## STATED PROBLEM
Each line below should be reproduced without any alteration.

Pointing dataset records:
^^^^

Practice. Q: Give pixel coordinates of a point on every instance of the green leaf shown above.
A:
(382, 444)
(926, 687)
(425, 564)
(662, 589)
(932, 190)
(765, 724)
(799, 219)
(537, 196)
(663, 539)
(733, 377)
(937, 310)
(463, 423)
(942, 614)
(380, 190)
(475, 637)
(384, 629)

^^^^

## OUTPUT OF THE EXERCISE
Practice. Q: Give pixel coordinates of a point on every instance of the green leaf shown above.
A:
(382, 444)
(926, 687)
(425, 564)
(662, 589)
(932, 190)
(765, 724)
(799, 219)
(537, 196)
(663, 539)
(733, 377)
(937, 310)
(463, 423)
(942, 614)
(380, 190)
(475, 637)
(384, 629)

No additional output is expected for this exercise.